TEXT SECTION —

-----

This notebook demonstrates taxonomy classification using q2-feature-classifier
's naive Bayes classifier.
In [14]:
from os.path import join, expandvars
from joblib import Parallel, delayed
from glob import glob
from os import system
from tax_credit.framework_functions import (parameter_sweep,
generate_per_method_biom_tables,
move_results_to_repository)
In [15]:
project_dir = expandvars("$HOME/Desktop/projects/short-read-tax-assignment")
analysis_name= "mock-community"
data_dir = join(project_dir, "data", analysis_name)
reference_database_dir = expandvars("$HOME/Desktop/ref_dbs/")
results_dir = expandvars("$HOME/Desktop/projects/mock-community/")
First, we're going to define the data sets that we'll sweep over. The following cell does not need to be modified unless if you wish to change the datasets or reference databases used in the sweep.
In [16]:
dataset_reference_combinations = [
('mock-1', 'gg_13_8_otus_clean'), # formerly S16S-1
('mock-2', 'gg_13_8_otus_clean'), # formerly S16S-2
('mock-3', 'gg_13_8_otus_clean'), # formerly Broad-1
('mock-4', 'gg_13_8_otus_clean'), # formerly Broad-2
('mock-5', 'gg_13_8_otus_clean'), # formerly Broad-3
('mock-6', 'gg_13_8_otus_clean'), # formerly Turnbaugh-1
('mock-7', 'gg_13_8_otus_clean'), # formerly Turnbaugh-2
('mock-8', 'gg_13_8_otus_clean'), # formerly Turnbaugh-3
('mock-9', 'unite_20.11.2016_clean_fullITS'), # formerly ITS1
('mock-10', 'unite_20.11.2016_clean_fullITS'), # formerly ITS2-SAG
('mock-12', 'gg_13_8_otus_clean'), # Extreme
('mock-13', 'gg_13_8_otus_full16S_clean'), # kozich-1
('mock-14', 'gg_13_8_otus_full16S_clean'), # kozich-2
('mock-15', 'gg_13_8_otus_full16S_clean'), # kozich-3
('mock-16', 'gg_13_8_otus_clean'), # schirmer-1
]
reference_dbs = {'gg_13_8_otus_clean' : (join(reference_database_dir, 'gg_13_8_otus/99_otus_clean_515f-806r-classifier.qza'),
# 'gg_13_8_otus' : (join(reference_database_dir, 'gg_13_8_otus/gg-13-8-99-515-806-nb-classifier.qza'),
join(reference_database_dir, 'gg_13_8_otus/taxonomy/99_otu_taxonomy.qza')),
'gg_13_8_otus_full16S_clean' : (join(reference_database_dir, 'gg_13_8_otus/99_otus_clean-classifier.qza'),
# 'gg_13_8_otus_full16S' : (join(reference_database_dir, 'gg_13_8_otus/gg-13-8-99-nb-classifier.qza'),
join(reference_database_dir, 'gg_13_8_otus/taxonomy/99_otu_taxonomy.qza')),
'unite_20.11.2016_clean_fullITS' : (join(reference_database_dir, 'sh_qiime_release_20.11.2016/developer/sh_refs_qiime_ver7_99_20.11.2016_dev_clean-classifier.qza'),
join(reference_database_dir, 'sh_qiime_release_20.11.2016/developer/sh_taxonomy_qiime_ver7_99_20.11.2016_dev_clean.qza')),
'unite_20.11.2016_clean' : (join(reference_database_dir, 'sh_qiime_release_20.11.2016/developer/sh_refs_qiime_ver7_99_20.11.2016_dev_clean_ITS1Ff-ITS2r-classifier.qza'),
# 'unite_20.11.2016' : (join(reference_database_dir, 'sh_qiime_release_20.11.2016/developer/99-dev-ITS1Ff-ITS2r-trim250-nb-classifier.qza'),
join(reference_database_dir, 'sh_qiime_release_20.11.2016/developer/sh_taxonomy_qiime_ver7_99_20.11.2016_dev.qza'))}
In [17]:
method_parameters_combinations = {
'q2-nb' : {'p-confidence': [0.0, 0.2, 0.4, 0.6, 0.8]}
}
Now enter the template of the command to sweep, and generate a list of commands with parameter_sweep()

-----

DATA SHOWN —

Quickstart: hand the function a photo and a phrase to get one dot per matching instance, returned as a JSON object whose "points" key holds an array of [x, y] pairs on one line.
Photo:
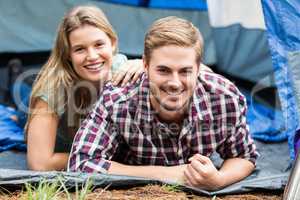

-----

WRITTEN INSTRUCTION A — Copy the taxonomy classification notebook word for word, starting at "This notebook demonstrates" and ending at "move_results_to_repository)".
WRITTEN INSTRUCTION B — In the taxonomy classification notebook, what values are listed for 'p-confidence' under 'q2-nb'?
The data are separate from the taxonomy classification notebook.

WRITTEN SOLUTION A —
This notebook demonstrates taxonomy classification using q2-feature-classifier
's naive Bayes classifier.
In [14]:
from os.path import join, expandvars
from joblib import Parallel, delayed
from glob import glob
from os import system
from tax_credit.framework_functions import (parameter_sweep,
generate_per_method_biom_tables,
move_results_to_repository)

WRITTEN SOLUTION B — 0.0, 0.2, 0.4, 0.6, and 0.8